■ **Selected passage**
Introduction to Python Notebooks
Contents
Introduction to Python Notebooks¶
This first notebook will introduce you to Colab Notebooks using Google’s “Colaboratory” server. Colab notebooks are a handy coding environment for learning as well as sharing code with others.
At the end of this notebook, you’ll be able to:
Recognize the main features of Colab Notebooks
Use Colab Notebooks to run Python3 Code
Identify and edit simple Markdown code
Practice interacting with data plots
Table of Contents¶
Part I. Getting started¶
At any point, you can click navigation hyperlinks to jump around between sections. For example, return to the Introduction by clicking: Return to the Introduction
About Colab Notebooks¶
Colab notebooks allow you to combine executable code, text, and code output (such as images) in a single document. To save any work you do in a Colab notebook, it needs to be stored in your Google Drive account. You can then easily share your Colab notebooks with co-workers or friends, allowing them to comment on your notebooks or even edit them. To learn more, see Overview of Colab (/notebooks/basic_features_overview.ipynb).

■ **Work task**
Copy out the passage on Python notebooks from "At the end of" up to and including "of Colab (/notebooks/basic_features_overview.ipynb).", and replace "co-workers" with "colleagues".

■ **Records shown**
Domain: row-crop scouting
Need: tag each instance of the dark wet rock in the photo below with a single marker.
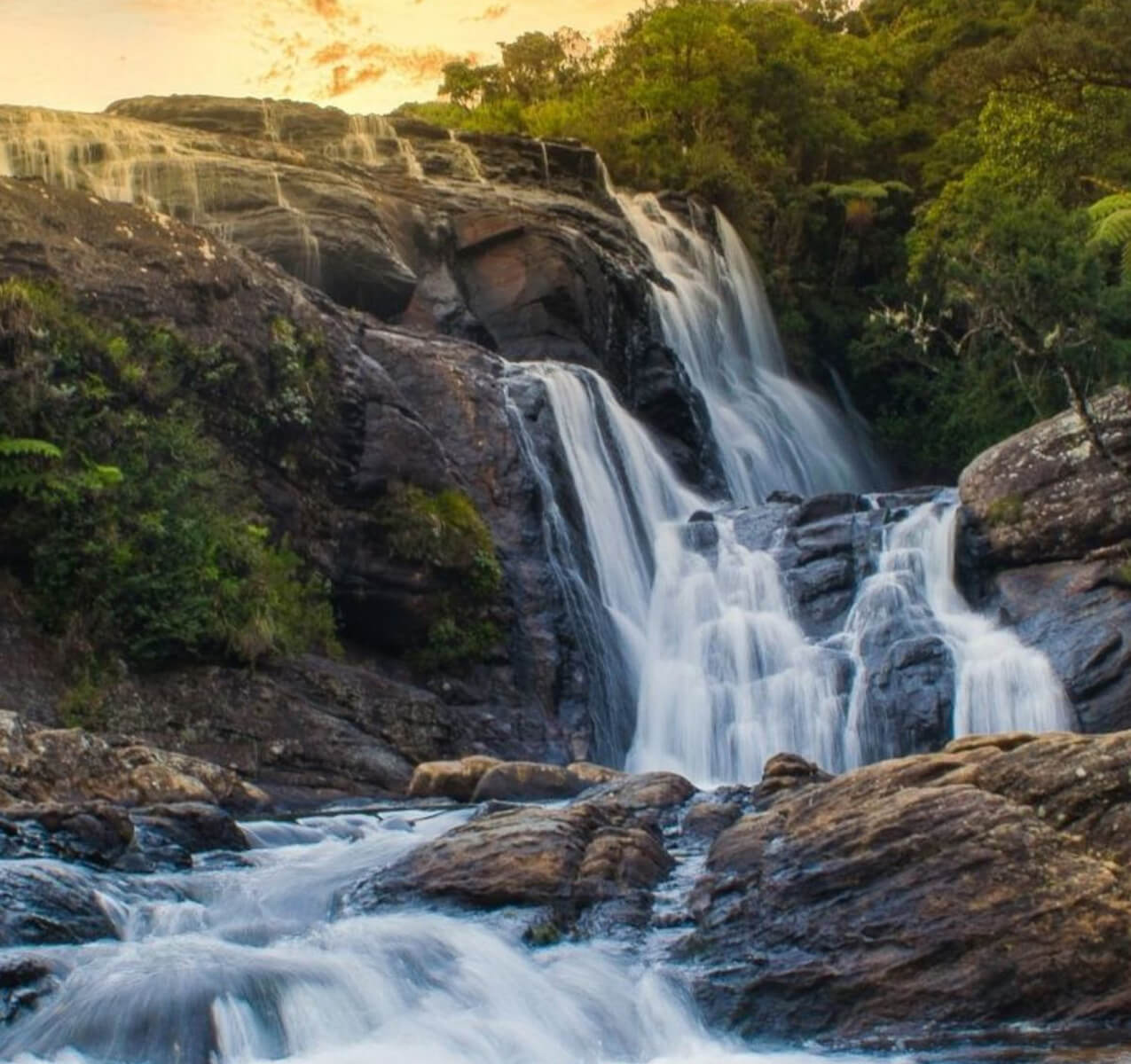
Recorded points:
(981, 887)
(1047, 494)
(1044, 544)
(94, 833)
(24, 981)
(911, 698)
(821, 508)
(491, 780)
(42, 764)
(784, 776)
(194, 826)
(645, 791)
(1078, 614)
(46, 904)
(706, 820)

■ **Solution for this problem**
At the end of this notebook, you’ll be able to:
Recognize the main features of Colab Notebooks
Use Colab Notebooks to run Python3 Code
Identify and edit simple Markdown code
Practice interacting with data plots
Table of Contents¶
Part I. Getting started¶
At any point, you can click navigation hyperlinks to jump around between sections. For example, return to the Introduction by clicking: Return to the Introduction
About Colab Notebooks¶
Colab notebooks allow you to combine executable code, text, and code output (such as images) in a single document. To save any work you do in a Colab notebook, it needs to be stored in your Google Drive account. You can then easily share your Colab notebooks with colleagues or friends, allowing them to comment on your notebooks or even edit them. To learn more, see Overview of Colab (/notebooks/basic_features_overview.ipynb).